The Chancellor, Alistair Darling, recently announced the Government's intention to nationalise the bank, after he ruled out two rescue bids from Virgin Money and Northern Rock's existing management team saying that they posed too great a risk, with too small a reward for taxpayers.
We look at why this has happened and ask what it means for consumers.
Why did Northern Rock find itself in such financial difficulty?
Banks and building societies use various methods to raise funds for mortgages. These include using the money held in deposit accounts, borrowing from the wholesale markets, where banks lend to each other, and selling existing mortgage debts on to other institutions to raise funds for new home loans - this is a process known as securitisation.
Northern Rock relied more heavily on securitisation and buying funds from the wholesale markets, than most of its UK counterparts but this strategy ran into trouble last summer.
Steep interest rate increases in the United States led to a huge increase in the number of homeowners unable to meet their mortgage payments. Worst affected were sub-prime borrowers - those on low incomes with poor credit histories.
However, the ramifications of the American mortgage problem spread worldwide and sparked the global credit crisis. This was because most of the debts had been re-packaged and sold on to other banks and financial institutions. As a result the wholesale market virtually dried up - institutions were nervous about lending to one another because they didn't know which firms had been directly affected by the US sub-prime crisis.
Demand for mortgage-backed securities also pretty much evaporated because of worries that other borrowers, and not just those in the US, would slip into arrears.
This hit Northern Rock badly and it was forced to borrow money from the Bank of England in order to meet its mortgage commitments. In turn many existing customers lost confidence, and in September we saw the first run on a British bank for more than a century as thousands of savers sought to withdraw their funds.
Since then the Government, and taxpayers, have effectively been propping the bank up - Northern Rock has borrowed around £30billion from the Bank of England and in order to stem the outflows from savers, the Government guaranteed that all of their savings would be protected in the event of the bank going bust. With every other bank or building society, only the first £35,000 of your savings is guaranteed.
It was hoped that another private company would buy Northern Rock, but with so much public money at stake if any rescue plan failed, the government decided that nationalising the bank was a better option.
What does nationalisation mean?

====

_SET OF TASKS:_
A - Copy the part of the Northern Rock passage from "Steep interest rate" to "poor credit histories.", keeping every word unchanged.
B - Answer these questions using the passage on Northern Rock:
(i) Whose two rescue bids did the Chancellor rule out?
(ii) Roughly how much has Northern Rock borrowed from the Bank of England?
(iii) What is the process of selling existing mortgage debts on to other institutions called?
C - For each statement, say whether the passage on Northern Rock agrees with it, and quote the words that decide it:
(i) The run on Northern Rock took place in September.
(ii) At every other bank or building society, all of a saver's money is guaranteed.
(iii) Sub-prime borrowers are described as people on high incomes.

_SOURCE EXCERPT:_
====

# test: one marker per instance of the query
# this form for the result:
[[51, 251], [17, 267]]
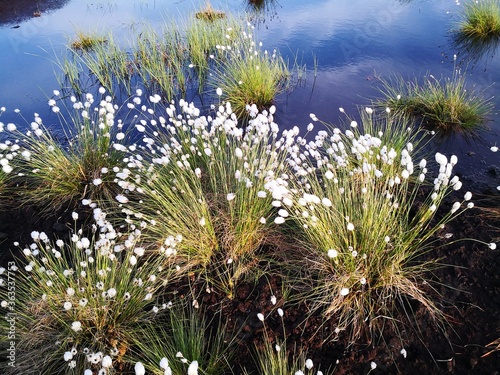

====

_EXERCISE RESULTS:_
A -
Steep interest rate increases in the United States led to a huge increase in the number of homeowners unable to meet their mortgage payments. Worst affected were sub-prime borrowers - those on low incomes with poor credit histories.

B -
(i) Virgin Money and Northern Rock's existing management team.
(ii) Around £30billion.
(iii) Securitisation.

C -
(i) Yes: "in September we saw the first run on a British bank for more than a century"
(ii) No: "With every other bank or building society, only the first £35,000 of your savings is guaranteed."
(iii) No: "those on low incomes with poor credit histories"